_WHAT IS EXPECTED_. Shift the records from the line with "form: point(955, 40)." up to and including the line with "point(284, 798)", copying every line in full but adding 11 to both coordinates of each answer point.
··· DATA TO USE
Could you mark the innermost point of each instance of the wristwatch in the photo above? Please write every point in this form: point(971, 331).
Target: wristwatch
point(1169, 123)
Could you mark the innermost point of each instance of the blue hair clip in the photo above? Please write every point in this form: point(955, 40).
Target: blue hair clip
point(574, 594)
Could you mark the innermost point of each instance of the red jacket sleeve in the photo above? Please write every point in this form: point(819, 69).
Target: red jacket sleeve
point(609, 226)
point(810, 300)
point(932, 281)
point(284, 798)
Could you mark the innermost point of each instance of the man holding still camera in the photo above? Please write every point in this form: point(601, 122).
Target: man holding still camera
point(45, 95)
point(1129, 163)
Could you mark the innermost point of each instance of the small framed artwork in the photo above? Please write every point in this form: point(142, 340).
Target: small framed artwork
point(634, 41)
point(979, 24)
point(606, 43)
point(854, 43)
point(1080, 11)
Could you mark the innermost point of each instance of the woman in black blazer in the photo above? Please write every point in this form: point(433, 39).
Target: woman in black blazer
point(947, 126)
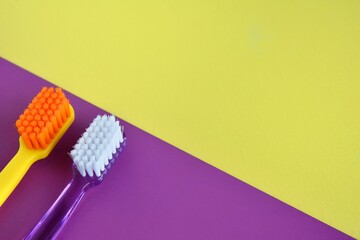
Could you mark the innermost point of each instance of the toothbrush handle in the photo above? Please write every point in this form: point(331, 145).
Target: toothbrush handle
point(59, 213)
point(13, 172)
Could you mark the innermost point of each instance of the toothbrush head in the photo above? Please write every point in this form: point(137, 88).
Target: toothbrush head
point(45, 120)
point(96, 150)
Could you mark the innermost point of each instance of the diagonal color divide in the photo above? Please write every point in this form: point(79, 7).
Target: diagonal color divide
point(154, 191)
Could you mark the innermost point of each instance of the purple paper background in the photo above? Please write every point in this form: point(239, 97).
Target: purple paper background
point(154, 191)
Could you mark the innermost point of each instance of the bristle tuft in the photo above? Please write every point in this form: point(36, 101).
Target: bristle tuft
point(92, 152)
point(47, 112)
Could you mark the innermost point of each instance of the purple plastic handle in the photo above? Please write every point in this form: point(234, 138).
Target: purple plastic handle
point(59, 213)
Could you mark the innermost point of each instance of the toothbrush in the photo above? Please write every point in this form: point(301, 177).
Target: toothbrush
point(40, 127)
point(93, 155)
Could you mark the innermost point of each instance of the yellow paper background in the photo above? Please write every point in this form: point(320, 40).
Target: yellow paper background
point(267, 91)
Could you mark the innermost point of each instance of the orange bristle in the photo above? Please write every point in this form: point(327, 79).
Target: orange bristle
point(44, 116)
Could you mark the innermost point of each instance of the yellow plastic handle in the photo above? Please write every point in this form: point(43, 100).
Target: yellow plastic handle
point(15, 170)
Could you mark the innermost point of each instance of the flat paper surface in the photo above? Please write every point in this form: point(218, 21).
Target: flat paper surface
point(266, 91)
point(153, 191)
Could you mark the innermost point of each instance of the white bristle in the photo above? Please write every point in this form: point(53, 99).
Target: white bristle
point(92, 152)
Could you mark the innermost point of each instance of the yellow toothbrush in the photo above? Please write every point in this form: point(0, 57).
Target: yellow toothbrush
point(40, 127)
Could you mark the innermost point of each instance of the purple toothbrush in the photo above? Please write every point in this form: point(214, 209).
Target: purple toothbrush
point(93, 155)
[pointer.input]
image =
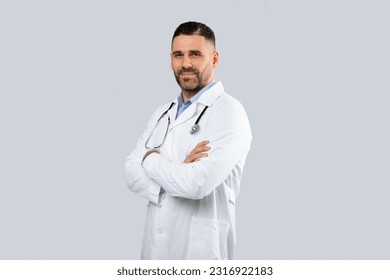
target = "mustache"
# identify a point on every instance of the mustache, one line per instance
(187, 71)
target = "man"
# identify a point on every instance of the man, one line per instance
(189, 161)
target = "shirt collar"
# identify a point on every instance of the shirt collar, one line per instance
(196, 96)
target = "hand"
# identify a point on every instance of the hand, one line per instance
(198, 152)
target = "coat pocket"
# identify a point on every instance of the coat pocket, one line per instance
(207, 239)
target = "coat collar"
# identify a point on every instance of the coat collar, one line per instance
(206, 99)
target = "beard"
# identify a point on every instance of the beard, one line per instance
(194, 83)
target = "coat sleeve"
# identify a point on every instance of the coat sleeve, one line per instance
(229, 134)
(137, 179)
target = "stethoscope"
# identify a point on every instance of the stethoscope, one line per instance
(195, 128)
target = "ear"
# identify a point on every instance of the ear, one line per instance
(215, 59)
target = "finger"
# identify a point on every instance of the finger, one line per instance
(198, 155)
(201, 149)
(203, 143)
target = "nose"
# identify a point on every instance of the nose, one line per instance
(187, 62)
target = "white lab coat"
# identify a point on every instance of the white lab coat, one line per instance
(195, 217)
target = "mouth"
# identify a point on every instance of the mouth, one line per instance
(187, 74)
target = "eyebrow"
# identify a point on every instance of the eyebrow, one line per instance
(190, 51)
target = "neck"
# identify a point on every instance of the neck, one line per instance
(186, 95)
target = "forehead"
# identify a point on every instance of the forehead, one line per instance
(189, 42)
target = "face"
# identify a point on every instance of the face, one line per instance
(193, 60)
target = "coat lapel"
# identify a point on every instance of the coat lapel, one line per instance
(206, 99)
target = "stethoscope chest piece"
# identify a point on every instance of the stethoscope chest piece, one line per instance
(195, 128)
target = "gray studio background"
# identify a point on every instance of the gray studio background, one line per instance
(79, 80)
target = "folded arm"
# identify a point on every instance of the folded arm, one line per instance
(230, 138)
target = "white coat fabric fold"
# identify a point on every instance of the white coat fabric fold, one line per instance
(195, 217)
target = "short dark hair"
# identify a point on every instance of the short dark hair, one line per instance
(195, 28)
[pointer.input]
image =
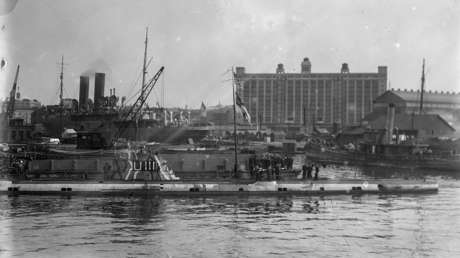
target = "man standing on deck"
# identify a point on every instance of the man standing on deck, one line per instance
(316, 171)
(304, 171)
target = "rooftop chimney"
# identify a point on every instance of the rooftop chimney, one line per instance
(99, 84)
(305, 66)
(345, 68)
(280, 68)
(84, 92)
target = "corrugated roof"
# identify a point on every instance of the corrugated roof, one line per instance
(430, 96)
(404, 121)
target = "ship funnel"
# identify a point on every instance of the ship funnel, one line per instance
(84, 92)
(99, 84)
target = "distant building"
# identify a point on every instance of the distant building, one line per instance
(306, 98)
(23, 109)
(445, 104)
(424, 125)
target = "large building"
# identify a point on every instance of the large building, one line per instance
(306, 98)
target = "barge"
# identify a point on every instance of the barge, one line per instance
(224, 187)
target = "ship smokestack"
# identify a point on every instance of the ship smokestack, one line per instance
(99, 84)
(389, 124)
(84, 93)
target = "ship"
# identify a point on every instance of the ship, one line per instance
(136, 168)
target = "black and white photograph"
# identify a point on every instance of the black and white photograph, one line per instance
(229, 128)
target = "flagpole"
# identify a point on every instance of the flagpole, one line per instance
(235, 169)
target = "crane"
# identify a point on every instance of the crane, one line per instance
(133, 112)
(10, 108)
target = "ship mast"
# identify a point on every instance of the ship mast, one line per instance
(61, 86)
(144, 66)
(422, 87)
(235, 169)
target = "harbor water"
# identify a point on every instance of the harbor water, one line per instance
(408, 225)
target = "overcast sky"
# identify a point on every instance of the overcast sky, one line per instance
(198, 41)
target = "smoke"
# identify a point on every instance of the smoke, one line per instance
(6, 6)
(97, 66)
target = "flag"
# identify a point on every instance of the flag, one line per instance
(244, 110)
(203, 109)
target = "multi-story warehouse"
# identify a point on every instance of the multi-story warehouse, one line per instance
(306, 98)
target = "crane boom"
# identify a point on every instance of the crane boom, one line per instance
(11, 102)
(133, 112)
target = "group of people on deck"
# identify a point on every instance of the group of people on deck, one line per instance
(269, 166)
(307, 171)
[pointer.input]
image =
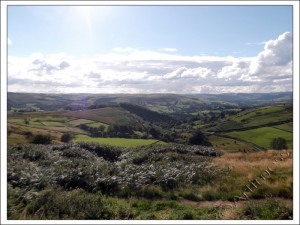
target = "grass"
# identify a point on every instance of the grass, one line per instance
(228, 145)
(243, 167)
(97, 124)
(52, 124)
(286, 126)
(79, 121)
(107, 115)
(18, 133)
(263, 115)
(256, 112)
(263, 136)
(116, 141)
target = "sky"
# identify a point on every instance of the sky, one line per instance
(150, 49)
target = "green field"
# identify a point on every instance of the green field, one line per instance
(52, 124)
(80, 121)
(97, 124)
(286, 126)
(228, 144)
(124, 142)
(264, 115)
(257, 112)
(263, 136)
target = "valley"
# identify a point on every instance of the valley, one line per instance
(158, 156)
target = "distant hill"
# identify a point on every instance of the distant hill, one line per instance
(162, 103)
(248, 99)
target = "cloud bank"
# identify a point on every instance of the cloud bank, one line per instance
(129, 70)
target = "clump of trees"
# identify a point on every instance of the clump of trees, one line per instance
(278, 143)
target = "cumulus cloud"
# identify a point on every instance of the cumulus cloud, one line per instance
(169, 49)
(136, 71)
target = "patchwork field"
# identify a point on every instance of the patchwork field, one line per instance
(286, 126)
(116, 141)
(228, 144)
(263, 136)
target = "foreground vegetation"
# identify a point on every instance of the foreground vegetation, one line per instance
(150, 157)
(90, 181)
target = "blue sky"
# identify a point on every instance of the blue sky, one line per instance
(210, 30)
(139, 47)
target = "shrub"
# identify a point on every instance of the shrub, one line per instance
(270, 210)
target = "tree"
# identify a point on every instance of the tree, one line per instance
(278, 143)
(66, 137)
(199, 138)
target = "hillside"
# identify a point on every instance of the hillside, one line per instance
(163, 103)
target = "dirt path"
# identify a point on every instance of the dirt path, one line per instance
(219, 203)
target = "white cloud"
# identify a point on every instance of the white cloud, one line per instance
(136, 71)
(123, 49)
(169, 49)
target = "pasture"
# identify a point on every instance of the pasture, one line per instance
(124, 142)
(263, 136)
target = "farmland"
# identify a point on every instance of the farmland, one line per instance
(116, 141)
(263, 136)
(147, 157)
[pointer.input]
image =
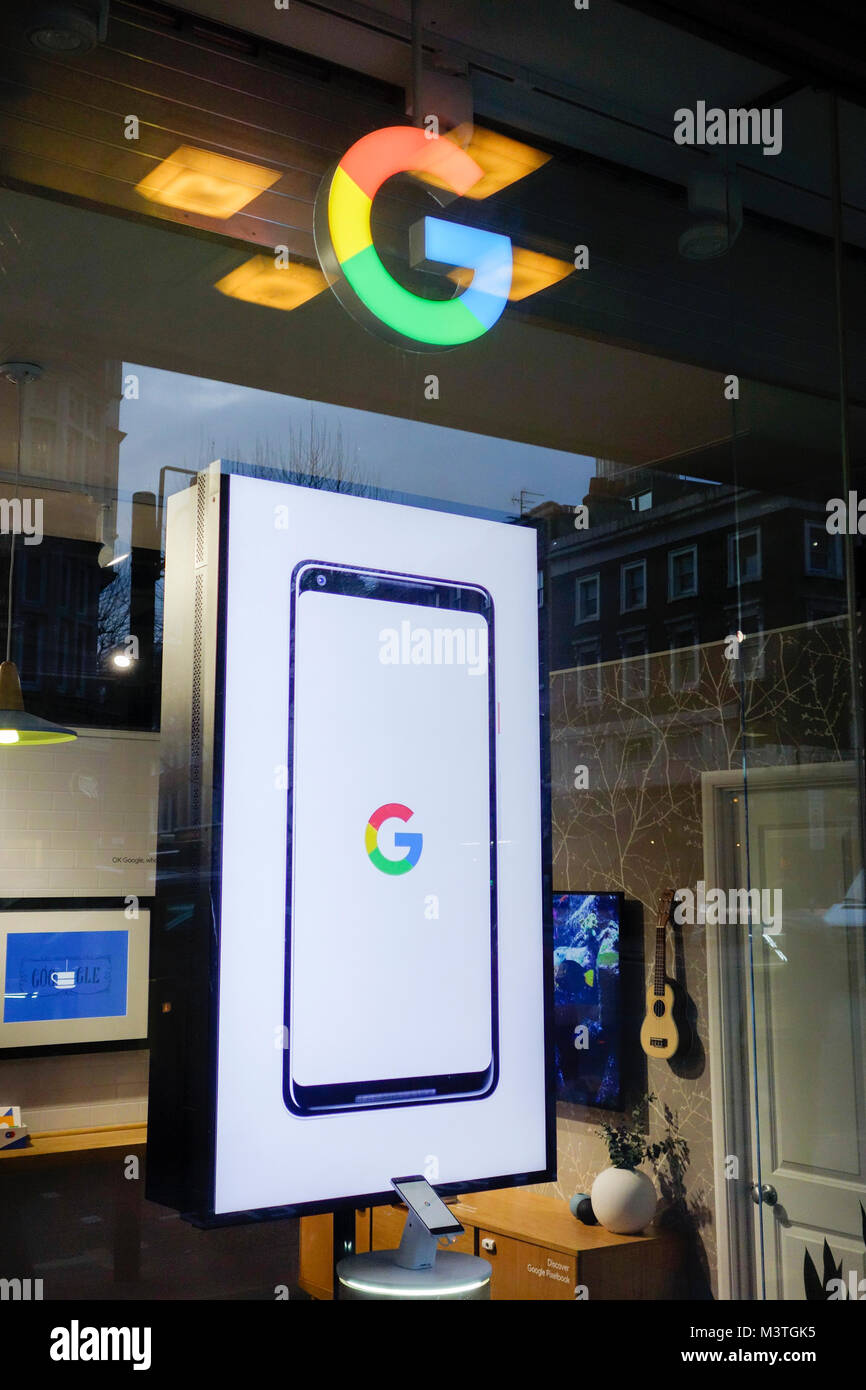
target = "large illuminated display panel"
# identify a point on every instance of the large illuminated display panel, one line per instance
(373, 1019)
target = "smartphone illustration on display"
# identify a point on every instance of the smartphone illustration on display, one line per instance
(391, 972)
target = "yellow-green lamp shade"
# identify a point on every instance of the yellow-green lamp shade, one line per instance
(17, 727)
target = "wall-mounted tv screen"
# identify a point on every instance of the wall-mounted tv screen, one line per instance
(587, 997)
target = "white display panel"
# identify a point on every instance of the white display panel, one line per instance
(407, 1032)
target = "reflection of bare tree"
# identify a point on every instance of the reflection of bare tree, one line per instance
(645, 734)
(114, 612)
(310, 453)
(645, 730)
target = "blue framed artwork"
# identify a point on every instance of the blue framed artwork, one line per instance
(587, 997)
(72, 976)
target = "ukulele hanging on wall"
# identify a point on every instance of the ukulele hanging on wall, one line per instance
(659, 1033)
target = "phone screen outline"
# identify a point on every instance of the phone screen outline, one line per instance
(453, 1228)
(387, 1093)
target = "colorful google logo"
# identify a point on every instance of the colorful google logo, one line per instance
(392, 811)
(344, 242)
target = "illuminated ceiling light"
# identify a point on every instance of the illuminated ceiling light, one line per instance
(106, 558)
(259, 281)
(198, 181)
(17, 727)
(503, 160)
(530, 274)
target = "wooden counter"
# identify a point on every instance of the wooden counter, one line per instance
······
_OUTPUT BELOW_.
Could you mark the innermost point of each instance of the blue hair clip in the photo above? Please write every point in this form: point(955, 40).
Target: blue hair clip
point(585, 605)
Could you mark the innermost point of each instance of the red jacket sleeve in the photo above? Please write every point in this form: point(819, 69).
Target: red jacket sleeve
point(620, 237)
point(821, 311)
point(943, 292)
point(295, 809)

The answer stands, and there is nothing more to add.